» DIRECTIONS FOR THIS TASK
Rewrite the items below with "white car" changed to "parked car" and everything else left as it is. Omit the pictures from your answer.

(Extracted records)
● ● ●
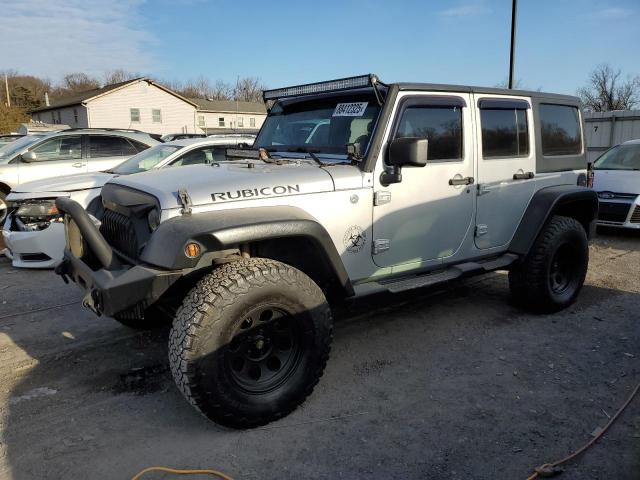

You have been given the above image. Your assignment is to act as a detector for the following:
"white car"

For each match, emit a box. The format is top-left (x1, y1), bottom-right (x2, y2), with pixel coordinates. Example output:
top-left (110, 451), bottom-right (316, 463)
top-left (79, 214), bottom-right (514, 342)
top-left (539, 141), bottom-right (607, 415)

top-left (0, 128), bottom-right (161, 223)
top-left (593, 139), bottom-right (640, 229)
top-left (2, 135), bottom-right (255, 268)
● ● ●
» TASK RESULT
You have been given the above image. Your assignment is to act as a detector for the following:
"parked car"

For each match, emit a box. The format is top-left (x1, y1), bottom-right (x2, y2), with pixel coordinates. Example output:
top-left (110, 451), bottom-right (316, 463)
top-left (79, 214), bottom-right (514, 342)
top-left (539, 141), bottom-right (607, 415)

top-left (0, 128), bottom-right (161, 223)
top-left (593, 139), bottom-right (640, 229)
top-left (2, 135), bottom-right (255, 268)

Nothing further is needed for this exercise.